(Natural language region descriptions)
● ● ● ● ●
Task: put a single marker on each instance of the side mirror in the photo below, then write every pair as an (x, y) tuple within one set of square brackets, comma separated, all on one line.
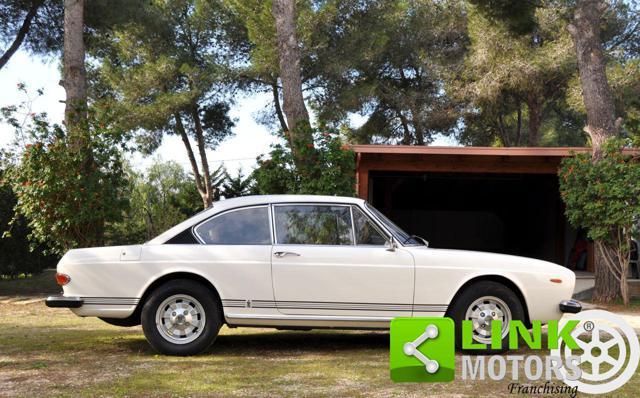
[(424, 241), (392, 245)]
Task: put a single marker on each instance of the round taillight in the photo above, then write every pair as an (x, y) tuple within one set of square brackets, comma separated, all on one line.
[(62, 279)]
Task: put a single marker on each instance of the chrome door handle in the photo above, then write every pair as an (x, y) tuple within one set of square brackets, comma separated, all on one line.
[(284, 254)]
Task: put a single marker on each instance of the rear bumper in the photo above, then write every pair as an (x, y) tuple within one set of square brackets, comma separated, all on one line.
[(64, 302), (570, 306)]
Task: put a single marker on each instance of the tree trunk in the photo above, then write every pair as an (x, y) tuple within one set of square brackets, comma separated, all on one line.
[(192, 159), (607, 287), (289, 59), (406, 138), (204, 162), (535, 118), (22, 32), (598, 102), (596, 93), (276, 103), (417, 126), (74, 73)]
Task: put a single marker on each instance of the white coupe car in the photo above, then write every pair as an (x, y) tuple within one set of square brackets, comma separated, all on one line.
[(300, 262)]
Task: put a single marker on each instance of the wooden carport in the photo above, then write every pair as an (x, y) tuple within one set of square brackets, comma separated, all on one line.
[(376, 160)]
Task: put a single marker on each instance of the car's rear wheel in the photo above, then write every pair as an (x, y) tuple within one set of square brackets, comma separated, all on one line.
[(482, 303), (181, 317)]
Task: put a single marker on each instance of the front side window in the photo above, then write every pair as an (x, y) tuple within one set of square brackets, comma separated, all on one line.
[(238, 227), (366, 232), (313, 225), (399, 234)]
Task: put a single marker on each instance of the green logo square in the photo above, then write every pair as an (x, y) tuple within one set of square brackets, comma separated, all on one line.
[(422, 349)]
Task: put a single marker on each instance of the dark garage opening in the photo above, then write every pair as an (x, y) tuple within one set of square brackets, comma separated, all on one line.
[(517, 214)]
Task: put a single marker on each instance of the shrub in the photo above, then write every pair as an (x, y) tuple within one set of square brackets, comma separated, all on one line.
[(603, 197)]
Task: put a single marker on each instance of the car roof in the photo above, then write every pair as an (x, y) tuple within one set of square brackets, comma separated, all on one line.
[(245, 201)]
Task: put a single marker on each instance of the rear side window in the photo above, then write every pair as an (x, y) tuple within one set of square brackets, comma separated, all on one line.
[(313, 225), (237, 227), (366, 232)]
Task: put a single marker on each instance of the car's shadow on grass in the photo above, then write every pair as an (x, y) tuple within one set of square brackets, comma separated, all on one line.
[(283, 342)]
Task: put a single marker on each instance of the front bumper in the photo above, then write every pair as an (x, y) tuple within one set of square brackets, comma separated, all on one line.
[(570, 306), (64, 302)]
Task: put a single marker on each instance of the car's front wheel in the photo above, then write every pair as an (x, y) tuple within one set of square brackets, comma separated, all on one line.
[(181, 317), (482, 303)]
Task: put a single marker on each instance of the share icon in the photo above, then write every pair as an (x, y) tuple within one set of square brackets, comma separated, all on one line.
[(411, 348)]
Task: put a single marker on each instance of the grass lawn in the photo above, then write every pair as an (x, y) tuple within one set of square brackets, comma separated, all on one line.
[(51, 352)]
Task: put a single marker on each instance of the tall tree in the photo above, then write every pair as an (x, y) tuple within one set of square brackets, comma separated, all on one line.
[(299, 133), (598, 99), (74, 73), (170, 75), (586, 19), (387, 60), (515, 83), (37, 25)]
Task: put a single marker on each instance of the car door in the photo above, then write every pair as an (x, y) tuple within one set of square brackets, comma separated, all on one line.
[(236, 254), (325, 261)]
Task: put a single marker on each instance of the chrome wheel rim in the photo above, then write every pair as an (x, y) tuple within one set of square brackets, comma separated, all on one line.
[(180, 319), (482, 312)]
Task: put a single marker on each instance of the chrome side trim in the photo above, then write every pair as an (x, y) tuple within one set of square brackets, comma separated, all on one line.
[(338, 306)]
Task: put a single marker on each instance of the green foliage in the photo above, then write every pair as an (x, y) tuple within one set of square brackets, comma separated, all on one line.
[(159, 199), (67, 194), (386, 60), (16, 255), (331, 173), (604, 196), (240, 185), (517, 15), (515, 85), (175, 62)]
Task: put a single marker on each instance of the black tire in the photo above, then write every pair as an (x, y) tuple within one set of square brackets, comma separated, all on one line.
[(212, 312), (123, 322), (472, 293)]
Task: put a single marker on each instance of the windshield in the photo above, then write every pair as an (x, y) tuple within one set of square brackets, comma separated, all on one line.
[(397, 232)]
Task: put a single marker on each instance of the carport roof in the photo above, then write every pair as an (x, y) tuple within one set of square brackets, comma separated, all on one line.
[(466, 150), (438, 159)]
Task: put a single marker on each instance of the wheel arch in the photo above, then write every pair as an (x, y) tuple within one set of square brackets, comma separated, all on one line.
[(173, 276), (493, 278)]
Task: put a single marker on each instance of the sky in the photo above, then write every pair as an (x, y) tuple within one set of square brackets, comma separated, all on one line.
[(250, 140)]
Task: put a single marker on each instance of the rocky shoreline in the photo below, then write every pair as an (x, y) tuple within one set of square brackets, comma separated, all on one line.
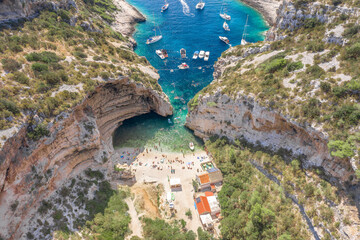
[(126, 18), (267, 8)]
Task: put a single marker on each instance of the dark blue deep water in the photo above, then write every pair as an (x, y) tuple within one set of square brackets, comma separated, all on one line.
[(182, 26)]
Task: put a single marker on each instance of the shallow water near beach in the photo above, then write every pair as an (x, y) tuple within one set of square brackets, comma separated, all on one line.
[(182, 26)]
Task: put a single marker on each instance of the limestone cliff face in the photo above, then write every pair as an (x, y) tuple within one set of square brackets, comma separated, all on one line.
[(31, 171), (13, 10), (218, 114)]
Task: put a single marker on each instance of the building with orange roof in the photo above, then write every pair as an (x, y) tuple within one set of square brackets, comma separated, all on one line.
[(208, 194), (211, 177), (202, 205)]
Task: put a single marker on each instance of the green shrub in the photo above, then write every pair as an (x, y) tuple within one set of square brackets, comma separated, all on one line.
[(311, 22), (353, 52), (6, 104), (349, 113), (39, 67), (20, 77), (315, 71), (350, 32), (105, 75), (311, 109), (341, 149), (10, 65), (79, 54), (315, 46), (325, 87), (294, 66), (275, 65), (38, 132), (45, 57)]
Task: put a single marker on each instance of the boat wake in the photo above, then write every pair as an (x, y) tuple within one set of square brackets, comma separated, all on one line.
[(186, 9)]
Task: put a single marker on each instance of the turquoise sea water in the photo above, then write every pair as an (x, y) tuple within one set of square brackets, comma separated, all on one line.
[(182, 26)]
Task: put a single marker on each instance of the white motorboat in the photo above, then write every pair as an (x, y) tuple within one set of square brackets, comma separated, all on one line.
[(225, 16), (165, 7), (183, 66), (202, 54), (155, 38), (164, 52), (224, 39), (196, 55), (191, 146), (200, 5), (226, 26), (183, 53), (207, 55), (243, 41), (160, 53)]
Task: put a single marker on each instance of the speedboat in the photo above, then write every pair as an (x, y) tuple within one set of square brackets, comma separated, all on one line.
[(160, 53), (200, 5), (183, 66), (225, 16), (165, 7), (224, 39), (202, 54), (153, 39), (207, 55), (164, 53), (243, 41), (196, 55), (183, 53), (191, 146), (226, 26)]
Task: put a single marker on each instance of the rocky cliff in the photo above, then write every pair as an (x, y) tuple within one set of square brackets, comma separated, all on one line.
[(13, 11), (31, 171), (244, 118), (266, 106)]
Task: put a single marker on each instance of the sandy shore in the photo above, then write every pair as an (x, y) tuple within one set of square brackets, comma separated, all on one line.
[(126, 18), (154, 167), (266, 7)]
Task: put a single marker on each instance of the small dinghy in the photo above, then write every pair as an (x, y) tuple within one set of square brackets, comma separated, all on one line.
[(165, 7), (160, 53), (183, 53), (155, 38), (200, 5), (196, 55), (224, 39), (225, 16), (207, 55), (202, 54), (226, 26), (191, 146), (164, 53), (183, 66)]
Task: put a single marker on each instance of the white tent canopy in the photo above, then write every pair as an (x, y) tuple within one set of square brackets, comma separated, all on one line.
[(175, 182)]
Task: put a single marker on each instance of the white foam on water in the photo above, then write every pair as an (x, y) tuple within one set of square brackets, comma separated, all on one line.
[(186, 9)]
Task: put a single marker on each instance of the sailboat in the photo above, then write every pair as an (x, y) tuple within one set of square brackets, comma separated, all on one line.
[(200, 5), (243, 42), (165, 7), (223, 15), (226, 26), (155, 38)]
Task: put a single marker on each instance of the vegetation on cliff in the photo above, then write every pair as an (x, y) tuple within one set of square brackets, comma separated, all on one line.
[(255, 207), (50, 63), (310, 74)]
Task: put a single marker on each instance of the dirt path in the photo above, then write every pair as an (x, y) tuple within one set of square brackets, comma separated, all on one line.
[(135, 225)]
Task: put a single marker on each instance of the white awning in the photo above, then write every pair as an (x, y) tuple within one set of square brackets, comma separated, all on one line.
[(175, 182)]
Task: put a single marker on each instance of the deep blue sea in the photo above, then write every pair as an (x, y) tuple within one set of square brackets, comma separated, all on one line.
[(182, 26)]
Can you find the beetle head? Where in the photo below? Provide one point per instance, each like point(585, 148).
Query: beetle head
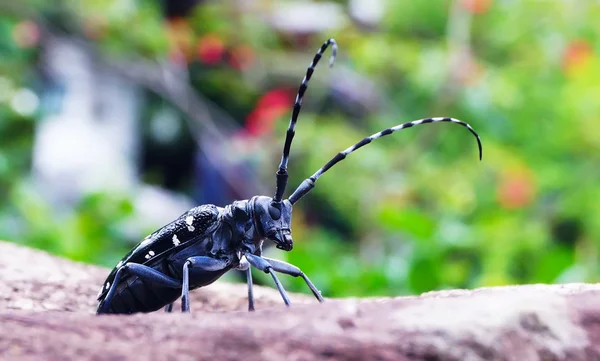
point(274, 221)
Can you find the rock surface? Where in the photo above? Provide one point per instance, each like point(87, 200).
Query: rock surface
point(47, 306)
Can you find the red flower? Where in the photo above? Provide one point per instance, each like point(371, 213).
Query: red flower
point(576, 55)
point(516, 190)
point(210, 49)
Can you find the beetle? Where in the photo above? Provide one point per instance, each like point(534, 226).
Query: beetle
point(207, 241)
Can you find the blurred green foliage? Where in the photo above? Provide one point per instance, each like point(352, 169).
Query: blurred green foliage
● ● ● ● ●
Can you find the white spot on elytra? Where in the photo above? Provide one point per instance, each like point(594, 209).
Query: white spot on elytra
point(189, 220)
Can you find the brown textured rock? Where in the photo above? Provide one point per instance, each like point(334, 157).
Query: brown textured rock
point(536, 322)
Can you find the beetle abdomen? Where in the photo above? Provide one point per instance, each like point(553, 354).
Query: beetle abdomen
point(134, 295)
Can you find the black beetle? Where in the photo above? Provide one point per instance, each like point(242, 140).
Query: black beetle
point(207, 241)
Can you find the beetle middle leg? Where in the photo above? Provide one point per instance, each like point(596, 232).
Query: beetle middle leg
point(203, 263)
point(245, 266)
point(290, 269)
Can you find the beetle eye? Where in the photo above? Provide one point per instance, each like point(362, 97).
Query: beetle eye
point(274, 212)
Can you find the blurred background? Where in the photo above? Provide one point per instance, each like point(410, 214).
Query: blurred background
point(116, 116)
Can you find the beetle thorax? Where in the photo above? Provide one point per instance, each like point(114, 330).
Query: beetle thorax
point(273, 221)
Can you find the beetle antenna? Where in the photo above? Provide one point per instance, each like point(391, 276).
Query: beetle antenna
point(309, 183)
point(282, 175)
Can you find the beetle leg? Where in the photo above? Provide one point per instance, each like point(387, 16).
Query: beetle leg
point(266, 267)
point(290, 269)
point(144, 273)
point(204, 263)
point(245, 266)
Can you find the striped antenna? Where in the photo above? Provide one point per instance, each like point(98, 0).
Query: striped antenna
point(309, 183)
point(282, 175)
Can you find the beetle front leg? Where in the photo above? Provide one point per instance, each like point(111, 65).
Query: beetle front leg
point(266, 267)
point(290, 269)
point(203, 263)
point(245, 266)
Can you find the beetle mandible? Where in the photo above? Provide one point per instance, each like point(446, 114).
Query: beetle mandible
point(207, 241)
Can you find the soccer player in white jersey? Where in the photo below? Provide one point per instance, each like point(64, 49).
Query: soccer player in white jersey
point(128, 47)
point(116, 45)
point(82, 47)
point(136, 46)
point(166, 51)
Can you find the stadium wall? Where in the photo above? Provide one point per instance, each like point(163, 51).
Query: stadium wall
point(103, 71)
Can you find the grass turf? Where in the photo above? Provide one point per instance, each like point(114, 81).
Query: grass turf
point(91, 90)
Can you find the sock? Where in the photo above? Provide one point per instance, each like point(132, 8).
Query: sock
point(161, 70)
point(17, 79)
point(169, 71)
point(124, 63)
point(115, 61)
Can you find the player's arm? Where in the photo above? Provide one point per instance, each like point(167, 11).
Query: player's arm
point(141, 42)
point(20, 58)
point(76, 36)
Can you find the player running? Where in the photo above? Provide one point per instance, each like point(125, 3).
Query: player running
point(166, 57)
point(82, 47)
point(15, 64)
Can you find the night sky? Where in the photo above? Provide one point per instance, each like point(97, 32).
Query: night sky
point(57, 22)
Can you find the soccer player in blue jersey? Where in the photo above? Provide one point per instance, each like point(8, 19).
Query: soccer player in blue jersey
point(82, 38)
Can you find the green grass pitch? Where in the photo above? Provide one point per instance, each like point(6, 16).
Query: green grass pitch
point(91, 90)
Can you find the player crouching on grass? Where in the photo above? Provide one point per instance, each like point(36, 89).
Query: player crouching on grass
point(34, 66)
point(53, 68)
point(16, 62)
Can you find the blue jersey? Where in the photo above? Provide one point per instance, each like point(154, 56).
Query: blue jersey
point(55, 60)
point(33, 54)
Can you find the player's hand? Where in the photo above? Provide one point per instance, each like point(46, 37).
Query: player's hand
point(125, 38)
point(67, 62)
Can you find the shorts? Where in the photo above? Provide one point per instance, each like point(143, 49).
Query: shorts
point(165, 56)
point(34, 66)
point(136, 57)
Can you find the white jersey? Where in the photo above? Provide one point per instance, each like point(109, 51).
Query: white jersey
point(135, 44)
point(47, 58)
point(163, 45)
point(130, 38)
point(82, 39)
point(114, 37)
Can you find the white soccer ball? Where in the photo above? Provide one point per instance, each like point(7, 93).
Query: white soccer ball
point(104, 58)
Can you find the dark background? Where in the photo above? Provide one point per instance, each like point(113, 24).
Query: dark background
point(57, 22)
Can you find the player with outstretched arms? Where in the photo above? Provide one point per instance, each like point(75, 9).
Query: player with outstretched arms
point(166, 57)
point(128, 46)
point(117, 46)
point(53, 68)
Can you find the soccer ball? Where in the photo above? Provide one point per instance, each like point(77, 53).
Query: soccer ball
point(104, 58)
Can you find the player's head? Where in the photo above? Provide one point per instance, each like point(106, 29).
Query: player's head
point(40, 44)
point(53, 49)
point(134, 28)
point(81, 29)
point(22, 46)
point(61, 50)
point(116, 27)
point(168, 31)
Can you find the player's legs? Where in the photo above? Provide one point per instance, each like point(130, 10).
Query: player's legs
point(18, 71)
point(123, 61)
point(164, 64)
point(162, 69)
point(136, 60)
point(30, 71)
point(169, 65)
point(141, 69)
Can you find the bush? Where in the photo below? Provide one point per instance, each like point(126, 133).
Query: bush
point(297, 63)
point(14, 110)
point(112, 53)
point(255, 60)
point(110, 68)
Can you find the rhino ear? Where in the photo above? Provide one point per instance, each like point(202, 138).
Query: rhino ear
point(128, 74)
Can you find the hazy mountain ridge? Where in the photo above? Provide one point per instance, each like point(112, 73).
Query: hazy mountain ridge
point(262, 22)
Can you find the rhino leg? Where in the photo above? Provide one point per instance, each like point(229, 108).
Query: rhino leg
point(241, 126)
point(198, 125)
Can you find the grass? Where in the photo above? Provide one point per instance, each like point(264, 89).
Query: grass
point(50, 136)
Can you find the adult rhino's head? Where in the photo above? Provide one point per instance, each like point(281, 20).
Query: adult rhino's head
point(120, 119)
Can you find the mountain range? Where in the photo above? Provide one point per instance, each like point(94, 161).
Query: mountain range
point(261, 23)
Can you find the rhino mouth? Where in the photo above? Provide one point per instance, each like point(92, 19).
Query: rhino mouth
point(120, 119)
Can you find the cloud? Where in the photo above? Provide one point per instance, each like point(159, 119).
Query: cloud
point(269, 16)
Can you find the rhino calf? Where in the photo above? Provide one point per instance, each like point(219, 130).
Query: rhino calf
● ● ● ● ●
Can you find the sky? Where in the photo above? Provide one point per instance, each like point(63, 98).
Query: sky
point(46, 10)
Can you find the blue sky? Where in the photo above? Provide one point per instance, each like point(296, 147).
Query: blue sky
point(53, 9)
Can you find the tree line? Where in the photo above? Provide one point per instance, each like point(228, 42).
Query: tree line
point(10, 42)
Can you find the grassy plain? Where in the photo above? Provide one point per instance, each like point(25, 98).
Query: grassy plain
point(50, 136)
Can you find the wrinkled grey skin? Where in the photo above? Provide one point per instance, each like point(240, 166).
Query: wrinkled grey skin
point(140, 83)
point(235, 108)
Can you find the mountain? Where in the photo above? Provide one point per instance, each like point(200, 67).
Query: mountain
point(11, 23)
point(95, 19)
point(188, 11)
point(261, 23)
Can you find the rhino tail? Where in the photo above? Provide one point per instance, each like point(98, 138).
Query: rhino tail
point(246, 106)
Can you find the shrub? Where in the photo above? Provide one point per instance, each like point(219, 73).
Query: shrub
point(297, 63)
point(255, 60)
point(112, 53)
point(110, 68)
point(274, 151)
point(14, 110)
● ● ● ● ●
== ABOUT THIS EXERCISE ==
Report the lines above that have the word "calf" in them.

== TASK RESPONSE ==
Can you find the rhino calf? Where in the photo above? Provide one point per instance, each like point(219, 130).
Query: rhino calf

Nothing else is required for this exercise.